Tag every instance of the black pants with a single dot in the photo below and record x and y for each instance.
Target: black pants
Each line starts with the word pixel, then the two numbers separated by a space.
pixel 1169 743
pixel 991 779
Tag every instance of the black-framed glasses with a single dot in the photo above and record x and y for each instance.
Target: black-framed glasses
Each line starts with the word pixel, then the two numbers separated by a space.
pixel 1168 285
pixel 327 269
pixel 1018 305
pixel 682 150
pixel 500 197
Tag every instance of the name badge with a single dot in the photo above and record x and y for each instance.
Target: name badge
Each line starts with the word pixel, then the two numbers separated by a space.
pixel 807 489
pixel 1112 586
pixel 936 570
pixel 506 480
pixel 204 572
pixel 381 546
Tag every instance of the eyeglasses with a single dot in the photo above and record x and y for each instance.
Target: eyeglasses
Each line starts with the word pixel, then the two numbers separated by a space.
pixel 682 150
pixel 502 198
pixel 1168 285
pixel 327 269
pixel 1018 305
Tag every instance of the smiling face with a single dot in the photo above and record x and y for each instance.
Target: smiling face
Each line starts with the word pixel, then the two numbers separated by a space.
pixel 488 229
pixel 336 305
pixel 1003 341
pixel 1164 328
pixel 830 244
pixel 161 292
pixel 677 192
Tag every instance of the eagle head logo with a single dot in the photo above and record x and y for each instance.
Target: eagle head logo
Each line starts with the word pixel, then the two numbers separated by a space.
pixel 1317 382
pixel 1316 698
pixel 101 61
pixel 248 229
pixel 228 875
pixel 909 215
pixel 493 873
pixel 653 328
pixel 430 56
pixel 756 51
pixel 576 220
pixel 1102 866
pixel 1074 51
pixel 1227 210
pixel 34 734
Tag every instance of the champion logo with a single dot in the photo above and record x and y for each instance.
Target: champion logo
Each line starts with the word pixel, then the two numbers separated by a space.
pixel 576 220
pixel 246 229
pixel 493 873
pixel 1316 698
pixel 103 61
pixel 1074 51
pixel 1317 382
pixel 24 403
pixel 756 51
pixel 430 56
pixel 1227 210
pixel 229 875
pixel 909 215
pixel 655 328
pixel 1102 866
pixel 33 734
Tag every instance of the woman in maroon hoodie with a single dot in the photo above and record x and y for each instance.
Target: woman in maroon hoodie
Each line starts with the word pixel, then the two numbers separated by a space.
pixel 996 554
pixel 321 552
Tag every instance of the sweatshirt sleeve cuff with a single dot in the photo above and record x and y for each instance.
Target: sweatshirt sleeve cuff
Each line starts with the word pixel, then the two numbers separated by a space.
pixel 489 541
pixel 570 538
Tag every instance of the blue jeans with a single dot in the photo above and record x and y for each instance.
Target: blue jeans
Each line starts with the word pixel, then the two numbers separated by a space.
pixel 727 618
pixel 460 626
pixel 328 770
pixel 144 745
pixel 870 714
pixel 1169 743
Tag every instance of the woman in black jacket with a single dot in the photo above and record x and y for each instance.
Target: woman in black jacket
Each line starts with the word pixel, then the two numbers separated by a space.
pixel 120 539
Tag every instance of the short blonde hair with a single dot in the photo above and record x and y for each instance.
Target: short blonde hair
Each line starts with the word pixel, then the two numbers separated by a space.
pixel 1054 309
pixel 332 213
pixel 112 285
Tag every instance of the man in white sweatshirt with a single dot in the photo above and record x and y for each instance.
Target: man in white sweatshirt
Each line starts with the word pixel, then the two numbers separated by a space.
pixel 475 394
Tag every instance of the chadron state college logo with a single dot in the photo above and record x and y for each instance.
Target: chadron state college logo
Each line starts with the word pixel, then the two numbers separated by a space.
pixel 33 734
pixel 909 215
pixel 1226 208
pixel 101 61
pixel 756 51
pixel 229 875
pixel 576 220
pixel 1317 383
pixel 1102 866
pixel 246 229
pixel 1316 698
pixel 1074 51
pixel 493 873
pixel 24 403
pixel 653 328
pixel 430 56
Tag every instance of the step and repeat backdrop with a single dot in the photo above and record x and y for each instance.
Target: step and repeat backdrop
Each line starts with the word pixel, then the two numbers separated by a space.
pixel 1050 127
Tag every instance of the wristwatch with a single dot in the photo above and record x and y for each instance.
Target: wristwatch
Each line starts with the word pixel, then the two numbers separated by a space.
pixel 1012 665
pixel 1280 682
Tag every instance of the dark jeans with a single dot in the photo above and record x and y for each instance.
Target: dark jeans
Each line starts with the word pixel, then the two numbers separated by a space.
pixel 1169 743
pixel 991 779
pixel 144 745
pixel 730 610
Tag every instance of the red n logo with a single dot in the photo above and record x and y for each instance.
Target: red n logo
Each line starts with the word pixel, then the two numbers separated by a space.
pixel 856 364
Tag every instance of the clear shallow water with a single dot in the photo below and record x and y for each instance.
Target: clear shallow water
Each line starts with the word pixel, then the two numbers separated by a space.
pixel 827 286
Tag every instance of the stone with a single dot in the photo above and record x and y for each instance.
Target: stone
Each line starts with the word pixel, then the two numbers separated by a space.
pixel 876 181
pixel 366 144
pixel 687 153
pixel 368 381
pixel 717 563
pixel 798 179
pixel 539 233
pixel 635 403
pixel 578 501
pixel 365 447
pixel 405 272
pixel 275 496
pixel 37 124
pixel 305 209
━━━━━━━━━━
Each line of the material above must be retyped precisely.

**Full output:**
Tag every instance of the black pants with a single dot in the photo below and record x and y for each instance.
Target: black pants
Each line starts with the word pixel, then the two numbers separated by a space.
pixel 1169 743
pixel 991 779
Tag every instance of the black-framed glasses with a single dot in the photo above and record x and y for each instance.
Target: black-framed glasses
Each line starts with the word pixel, then the two numbers separated by a space.
pixel 1168 285
pixel 327 269
pixel 1018 305
pixel 682 150
pixel 500 197
Tag every instance of the name badge with a single dot in the photo above and record x and y for each instance.
Target: name badge
Each line starts with the word pixel, then the two numbers separated by a space.
pixel 807 489
pixel 1112 586
pixel 936 570
pixel 506 480
pixel 204 572
pixel 381 546
Tag every instance of the eyeglasses with a single dot in the photo above and record x and y for each instance.
Target: eyeglasses
Each line starts with the word pixel, then the two numbers separated by a space.
pixel 682 150
pixel 502 198
pixel 1168 285
pixel 327 269
pixel 1018 305
Tag every instance of the smiling face with a single dot in the photo above and record x and y for each instance.
Target: smiling face
Each line starts with the word pixel, then the two numbers separated by a space.
pixel 488 229
pixel 336 305
pixel 1003 341
pixel 1164 328
pixel 830 244
pixel 161 292
pixel 677 192
Tag every instance of the eagle head logo with a single dot in the photo above and record x and y for each instance.
Target: eagle head logo
Each line starts with the word pixel, then the two numbers separated by a space.
pixel 1317 382
pixel 1316 698
pixel 101 61
pixel 248 229
pixel 228 875
pixel 909 215
pixel 493 873
pixel 653 328
pixel 430 56
pixel 756 51
pixel 576 220
pixel 1102 866
pixel 1074 51
pixel 1227 210
pixel 34 734
Tag every instance of the champion logo with a single dot in the photo above and record x and y for each instance.
Target: champion logo
Each line starts with the word pixel, then the two numbers separated by a space.
pixel 576 220
pixel 246 229
pixel 493 873
pixel 1316 698
pixel 103 61
pixel 1074 51
pixel 1317 382
pixel 24 403
pixel 756 51
pixel 430 56
pixel 1227 210
pixel 229 875
pixel 909 215
pixel 655 328
pixel 1102 866
pixel 33 734
Tag every instance of the woman in maroon hoodie with a single dot in the photo above and record x and y for each instance.
Target: woman in maroon hoodie
Each line starts with the word pixel, then the two numbers separated by a space.
pixel 996 554
pixel 321 552
Tag every instance of the sweatshirt sleeve cuff with a single dot in the photo above and record x and y for each instance.
Target: sweatshirt sleeve cuff
Each line starts with the word pixel, then the two numbers separated by a space.
pixel 489 541
pixel 570 538
Tag every instance of the blue jeans with a single dot in the photo above and record x and y for each instance.
Target: blue jeans
Each line starts with the word pixel, then the two numbers separated by a space.
pixel 727 618
pixel 460 626
pixel 328 770
pixel 144 745
pixel 870 714
pixel 1169 743
Tag every instance of the woman in black jacket with a single dot in the photo above and record x and y for each instance.
Target: woman in black jacket
Each line starts with the word pixel, then the two numbers separated by a space.
pixel 120 539
Tag every instance of the short blonde hair with a single dot in the photo above and record x and y for each instance.
Target: short blonde hair
Each line starts with the word pixel, then the two numbers separated by a space.
pixel 1054 309
pixel 332 213
pixel 112 285
Tag every instance of the man in white sweatshirt with a single dot in the photo above and record x and y for each instance.
Target: man in white sweatshirt
Each line starts with the word pixel, then the two numbers separated by a space.
pixel 475 394
Tag every instance of the chadron state college logo with a single dot in the photo above and record x and y for each instance.
Target: chadron state college logo
Each line starts with the word pixel, then the two numbers separated by a space.
pixel 33 734
pixel 909 215
pixel 1226 208
pixel 101 61
pixel 756 51
pixel 229 875
pixel 576 220
pixel 1317 383
pixel 1102 866
pixel 246 229
pixel 1316 698
pixel 1074 51
pixel 493 873
pixel 24 403
pixel 653 328
pixel 430 56
Tag every instance of the step and repeat backdrop with a single dot in the photo above and record x and y for each instance.
Target: step and repeat backdrop
Each line starts with the word pixel, then the two numbers separated by a space.
pixel 1050 127
Tag every instance of the wristwatch with a single dot in the photo above and record x and y for each instance.
Target: wristwatch
Each line starts with the word pixel, then the two numbers separated by a space.
pixel 1012 665
pixel 1280 682
Tag every instance of the dark jeans with a single dot in the photo above and record x and y for each instance.
Target: dark jeans
Each line starts with the word pixel, then the two numbers separated by a space.
pixel 1169 743
pixel 991 779
pixel 144 745
pixel 730 610
Tag every instance of the red n logo with a single dot in the photo above and record x and y for each instance.
Target: red n logo
Each line starts with the word pixel, then the two numbers separated by a space.
pixel 856 364
Tag every instance of the clear shallow water with a single dot in the photo below and record x and y for each instance.
Target: clear shallow water
Each line starts with the word pixel, then the two numbers separated by a space.
pixel 827 286
Tag every instance of the stone with a single dot in the photo above and record x and y for each instance.
Target: stone
Each line starts with the word pixel, then the two numbers separated by a space.
pixel 876 181
pixel 366 144
pixel 687 153
pixel 368 381
pixel 717 563
pixel 798 179
pixel 539 233
pixel 635 403
pixel 578 501
pixel 365 447
pixel 405 272
pixel 275 496
pixel 37 124
pixel 305 209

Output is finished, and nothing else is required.